# Te lezen tekst
Vragen van het lid Jadnanansing (PvdA) aan de staatssecretaris van Onderwijs, Cultuur en Wetenschap over de effecten van de langstudeerboete op deeltijdstudenten (ingezonden 28 augustus 2012).

Vraag 1

Is het waar dat, door het vonnis van 11 juli 2012, deeltijdstudenten die hun studie op uiterlijk 1 februari 2011 zijn begonnen en die zich hebben ingeschreven voor een deeltijdopleiding waarvan het «vastgelegde en feitelijk verzorgde onderwijsprogramma» een minimumduur kent die langer is dan de studieduur van de voltijd variant, vrijgesteld zijn van de langstudeerboete? Zo nee, hoe interpreteert u de rechterlijke uitspraak?

Vraag 2

Is het zo dat u voor toepassing van het criterium «vastgelegde en feitelijk verzorgde onderwijsprogramma» gaat aansluiten bij hetgeen in «formeel vastgestelde documenten» zoals de Onderwijs- en Examenregeling («OER») dan wel in het Studentenstatuut of accreditatiebesluit is opgenomen over de duur van de deeltijdopleiding op de peildatum van 1 februari 2011? Is het zo dat, indien de studieduur van een deeltijdopleiding niet formeel is vastgelegd, onverkort het verhoogde collegegeld voor de student geldt?

Vraag 3

Deelt u de mening dat juist voor deeltijdstudenten maatwerk nodig is, omdat zij leren combineren met werken of de zorg voor een gezin en dat de flexibele studieduur een belangrijk onderdeel van maatwerk is? Zo nee, waarom niet?

Vraag 4

Is het vermelden van de studieduur van voltijdopleidingen of deeltijdopleidingen in een «formeel vastgesteld document» bij wet verplicht? Zo nee, is er voor deeltijdopleidingen wel voldoende aanleiding om de studieduur van deeltijdopleidingen formeel te vermelden, aangezien het hier gaat om maatwerk?

# Opdrachten
- 1) Waarom is volgens de Kamervragen over de langstudeerboete juist voor deeltijdstudenten maatwerk nodig? Antwoord in één tot drie zinnen.
- 2) Op welke datum zijn de Kamervragen over de langstudeerboete ingezonden?
- 3) Schrijf uit de Kamervragen over de langstudeerboete het deel over dat begint bij "Is het waar" en doorloopt tot en met "de rechterlijke uitspraak?".

[Items uit de dataset]
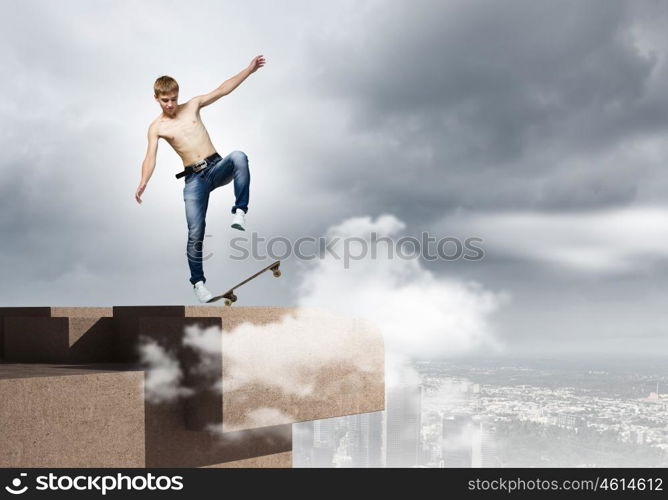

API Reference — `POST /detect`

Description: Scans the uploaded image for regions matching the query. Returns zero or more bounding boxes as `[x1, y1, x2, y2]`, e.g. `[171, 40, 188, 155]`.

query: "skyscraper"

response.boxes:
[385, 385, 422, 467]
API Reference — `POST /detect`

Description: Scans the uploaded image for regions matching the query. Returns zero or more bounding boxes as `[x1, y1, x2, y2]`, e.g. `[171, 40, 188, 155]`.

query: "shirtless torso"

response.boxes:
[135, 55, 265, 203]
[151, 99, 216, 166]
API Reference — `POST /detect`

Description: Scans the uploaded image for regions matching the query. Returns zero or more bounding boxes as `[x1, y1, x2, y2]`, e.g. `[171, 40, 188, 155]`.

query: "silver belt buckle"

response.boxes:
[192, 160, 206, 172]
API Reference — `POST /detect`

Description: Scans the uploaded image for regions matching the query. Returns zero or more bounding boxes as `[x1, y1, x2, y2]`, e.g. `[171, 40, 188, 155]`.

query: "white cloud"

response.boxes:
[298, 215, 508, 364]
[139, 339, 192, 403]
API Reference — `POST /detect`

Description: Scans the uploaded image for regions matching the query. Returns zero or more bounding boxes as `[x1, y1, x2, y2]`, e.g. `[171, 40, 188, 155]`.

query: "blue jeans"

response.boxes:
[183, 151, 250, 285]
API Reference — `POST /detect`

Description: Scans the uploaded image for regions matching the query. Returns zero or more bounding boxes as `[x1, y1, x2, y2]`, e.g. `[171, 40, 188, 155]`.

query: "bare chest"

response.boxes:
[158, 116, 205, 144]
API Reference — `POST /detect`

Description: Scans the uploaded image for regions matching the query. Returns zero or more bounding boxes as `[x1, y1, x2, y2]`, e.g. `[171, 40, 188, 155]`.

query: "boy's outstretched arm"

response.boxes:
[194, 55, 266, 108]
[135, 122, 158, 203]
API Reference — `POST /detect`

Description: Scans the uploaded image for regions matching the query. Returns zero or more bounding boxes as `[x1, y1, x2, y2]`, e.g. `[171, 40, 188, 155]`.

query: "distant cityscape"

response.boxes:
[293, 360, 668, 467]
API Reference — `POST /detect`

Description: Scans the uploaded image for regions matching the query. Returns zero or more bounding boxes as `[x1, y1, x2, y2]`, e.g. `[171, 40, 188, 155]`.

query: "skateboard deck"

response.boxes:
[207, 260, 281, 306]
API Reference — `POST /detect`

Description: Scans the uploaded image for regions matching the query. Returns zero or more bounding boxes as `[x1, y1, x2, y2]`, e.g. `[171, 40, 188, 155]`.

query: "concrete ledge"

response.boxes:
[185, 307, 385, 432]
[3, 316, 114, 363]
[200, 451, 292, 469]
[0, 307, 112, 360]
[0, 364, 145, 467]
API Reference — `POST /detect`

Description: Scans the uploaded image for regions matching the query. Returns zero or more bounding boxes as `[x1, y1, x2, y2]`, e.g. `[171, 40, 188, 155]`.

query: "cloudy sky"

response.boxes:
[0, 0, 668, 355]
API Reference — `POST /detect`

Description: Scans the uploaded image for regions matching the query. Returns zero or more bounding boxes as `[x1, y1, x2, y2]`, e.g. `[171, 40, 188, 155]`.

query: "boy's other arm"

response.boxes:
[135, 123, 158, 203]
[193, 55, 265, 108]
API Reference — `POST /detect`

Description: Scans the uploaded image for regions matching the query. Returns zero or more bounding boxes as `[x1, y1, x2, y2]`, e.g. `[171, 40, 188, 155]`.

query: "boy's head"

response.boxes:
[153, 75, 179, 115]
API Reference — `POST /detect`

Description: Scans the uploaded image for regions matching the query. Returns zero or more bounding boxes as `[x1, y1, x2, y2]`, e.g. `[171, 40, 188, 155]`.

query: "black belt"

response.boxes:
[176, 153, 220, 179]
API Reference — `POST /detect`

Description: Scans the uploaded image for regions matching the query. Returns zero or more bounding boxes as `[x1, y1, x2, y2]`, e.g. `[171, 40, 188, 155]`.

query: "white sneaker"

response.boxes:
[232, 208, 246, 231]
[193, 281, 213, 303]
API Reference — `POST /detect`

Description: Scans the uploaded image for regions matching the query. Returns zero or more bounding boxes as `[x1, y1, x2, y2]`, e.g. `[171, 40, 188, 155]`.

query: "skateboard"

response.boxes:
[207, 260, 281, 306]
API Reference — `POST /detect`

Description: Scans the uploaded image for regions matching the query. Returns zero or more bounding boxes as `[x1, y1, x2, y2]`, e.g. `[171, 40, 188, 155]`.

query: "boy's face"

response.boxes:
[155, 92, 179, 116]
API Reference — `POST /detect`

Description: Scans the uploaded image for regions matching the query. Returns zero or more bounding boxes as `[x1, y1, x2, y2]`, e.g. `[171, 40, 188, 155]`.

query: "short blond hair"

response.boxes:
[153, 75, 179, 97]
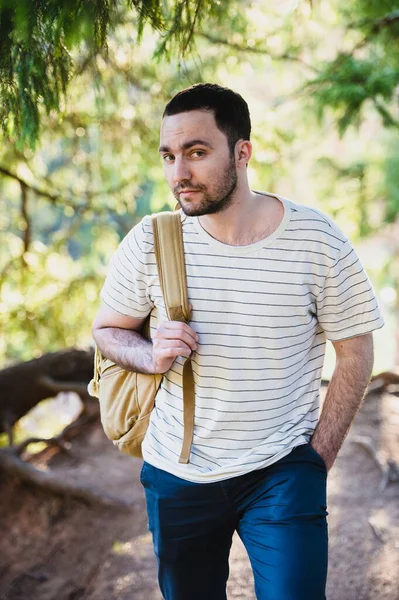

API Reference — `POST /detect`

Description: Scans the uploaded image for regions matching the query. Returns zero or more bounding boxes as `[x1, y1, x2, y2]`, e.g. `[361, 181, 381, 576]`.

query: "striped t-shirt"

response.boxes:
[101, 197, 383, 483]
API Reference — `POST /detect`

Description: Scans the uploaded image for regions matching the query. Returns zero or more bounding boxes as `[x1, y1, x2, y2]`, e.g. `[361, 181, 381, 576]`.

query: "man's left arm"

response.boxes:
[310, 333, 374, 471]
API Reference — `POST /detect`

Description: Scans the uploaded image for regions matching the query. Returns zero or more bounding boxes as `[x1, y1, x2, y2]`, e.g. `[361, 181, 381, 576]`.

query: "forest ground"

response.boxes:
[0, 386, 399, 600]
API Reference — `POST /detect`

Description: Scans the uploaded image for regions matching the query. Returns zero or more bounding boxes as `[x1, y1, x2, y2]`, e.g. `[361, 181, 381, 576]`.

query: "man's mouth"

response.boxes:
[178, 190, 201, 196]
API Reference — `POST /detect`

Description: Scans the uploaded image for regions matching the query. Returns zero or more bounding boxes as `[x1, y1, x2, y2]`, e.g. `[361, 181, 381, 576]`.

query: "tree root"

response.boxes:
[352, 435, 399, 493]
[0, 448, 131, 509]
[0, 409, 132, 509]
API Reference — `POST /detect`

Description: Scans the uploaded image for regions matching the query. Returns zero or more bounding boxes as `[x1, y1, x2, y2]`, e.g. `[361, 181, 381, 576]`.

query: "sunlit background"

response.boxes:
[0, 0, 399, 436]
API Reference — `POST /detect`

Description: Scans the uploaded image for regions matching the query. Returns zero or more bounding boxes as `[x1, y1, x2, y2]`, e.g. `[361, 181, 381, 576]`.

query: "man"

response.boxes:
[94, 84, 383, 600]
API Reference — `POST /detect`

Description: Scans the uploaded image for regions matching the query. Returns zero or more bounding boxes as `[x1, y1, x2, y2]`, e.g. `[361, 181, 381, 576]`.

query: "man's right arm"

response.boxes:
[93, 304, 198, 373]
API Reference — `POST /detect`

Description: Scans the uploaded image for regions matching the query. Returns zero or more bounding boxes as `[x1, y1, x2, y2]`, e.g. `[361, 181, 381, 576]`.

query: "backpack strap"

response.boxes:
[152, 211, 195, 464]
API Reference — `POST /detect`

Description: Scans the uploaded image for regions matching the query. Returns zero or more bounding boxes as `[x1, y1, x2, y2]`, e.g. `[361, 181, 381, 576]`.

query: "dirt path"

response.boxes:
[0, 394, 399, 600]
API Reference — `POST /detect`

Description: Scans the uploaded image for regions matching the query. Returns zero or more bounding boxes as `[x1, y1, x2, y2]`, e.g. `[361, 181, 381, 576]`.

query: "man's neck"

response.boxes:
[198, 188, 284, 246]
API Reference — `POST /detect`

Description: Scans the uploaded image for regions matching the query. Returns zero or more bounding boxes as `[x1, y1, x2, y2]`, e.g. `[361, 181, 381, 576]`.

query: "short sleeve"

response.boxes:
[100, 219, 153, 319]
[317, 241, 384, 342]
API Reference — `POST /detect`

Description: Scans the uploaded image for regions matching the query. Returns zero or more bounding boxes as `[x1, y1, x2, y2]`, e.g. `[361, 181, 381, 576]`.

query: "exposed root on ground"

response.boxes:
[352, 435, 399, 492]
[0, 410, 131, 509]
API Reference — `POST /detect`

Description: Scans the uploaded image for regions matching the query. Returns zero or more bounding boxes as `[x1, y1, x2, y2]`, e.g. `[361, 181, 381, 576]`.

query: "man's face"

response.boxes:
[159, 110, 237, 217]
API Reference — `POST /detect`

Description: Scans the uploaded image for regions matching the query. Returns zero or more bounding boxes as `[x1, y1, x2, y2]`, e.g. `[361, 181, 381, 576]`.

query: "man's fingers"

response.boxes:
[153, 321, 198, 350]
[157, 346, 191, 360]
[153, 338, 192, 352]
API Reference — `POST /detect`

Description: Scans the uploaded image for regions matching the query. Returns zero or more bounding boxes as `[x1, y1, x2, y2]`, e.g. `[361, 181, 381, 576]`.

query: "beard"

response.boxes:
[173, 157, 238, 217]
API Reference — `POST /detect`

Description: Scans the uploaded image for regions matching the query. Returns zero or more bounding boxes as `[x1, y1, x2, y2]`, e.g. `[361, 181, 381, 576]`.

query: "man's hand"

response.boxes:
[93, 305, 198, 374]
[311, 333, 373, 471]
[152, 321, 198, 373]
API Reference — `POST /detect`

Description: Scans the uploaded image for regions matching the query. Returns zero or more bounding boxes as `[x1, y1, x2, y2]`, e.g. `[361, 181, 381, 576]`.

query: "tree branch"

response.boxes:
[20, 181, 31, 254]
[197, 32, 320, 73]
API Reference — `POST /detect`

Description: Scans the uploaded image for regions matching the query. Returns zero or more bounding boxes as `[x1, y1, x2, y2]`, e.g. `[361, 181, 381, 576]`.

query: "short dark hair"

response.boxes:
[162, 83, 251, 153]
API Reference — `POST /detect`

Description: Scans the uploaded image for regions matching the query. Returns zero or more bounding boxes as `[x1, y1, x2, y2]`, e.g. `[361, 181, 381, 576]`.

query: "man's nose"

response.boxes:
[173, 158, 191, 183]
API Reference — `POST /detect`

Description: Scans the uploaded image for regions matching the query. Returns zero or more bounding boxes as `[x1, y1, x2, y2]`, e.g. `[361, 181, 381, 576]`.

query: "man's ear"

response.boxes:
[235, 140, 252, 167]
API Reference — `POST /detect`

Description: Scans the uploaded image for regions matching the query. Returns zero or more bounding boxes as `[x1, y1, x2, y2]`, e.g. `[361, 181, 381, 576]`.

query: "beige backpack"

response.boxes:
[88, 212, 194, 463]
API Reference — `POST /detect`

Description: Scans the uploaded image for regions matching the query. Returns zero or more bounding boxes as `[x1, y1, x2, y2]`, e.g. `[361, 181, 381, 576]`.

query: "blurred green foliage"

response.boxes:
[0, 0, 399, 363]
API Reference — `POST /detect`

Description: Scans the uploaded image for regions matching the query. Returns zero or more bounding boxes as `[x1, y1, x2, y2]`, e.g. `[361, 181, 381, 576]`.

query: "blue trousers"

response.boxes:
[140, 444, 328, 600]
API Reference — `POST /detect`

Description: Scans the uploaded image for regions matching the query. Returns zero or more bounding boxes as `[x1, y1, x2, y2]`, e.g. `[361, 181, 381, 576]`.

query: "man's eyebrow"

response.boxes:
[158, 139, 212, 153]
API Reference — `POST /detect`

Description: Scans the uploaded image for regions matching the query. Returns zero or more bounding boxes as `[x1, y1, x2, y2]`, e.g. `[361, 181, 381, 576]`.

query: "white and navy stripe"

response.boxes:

# Antwoorden
- 1) Volgens de vraagsteller hebben deeltijdstudenten maatwerk nodig omdat zij leren combineren met werken of met de zorg voor een gezin. De flexibele studieduur wordt daarbij een belangrijk onderdeel van dat maatwerk genoemd.

- 2) 28 augustus 2012

- 3)
Is het waar dat, door het vonnis van 11 juli 2012, deeltijdstudenten die hun studie op uiterlijk 1 februari 2011 zijn begonnen en die zich hebben ingeschreven voor een deeltijdopleiding waarvan het «vastgelegde en feitelijk verzorgde onderwijsprogramma» een minimumduur kent die langer is dan de studieduur van de voltijd variant, vrijgesteld zijn van de langstudeerboete? Zo nee, hoe interpreteert u de rechterlijke uitspraak?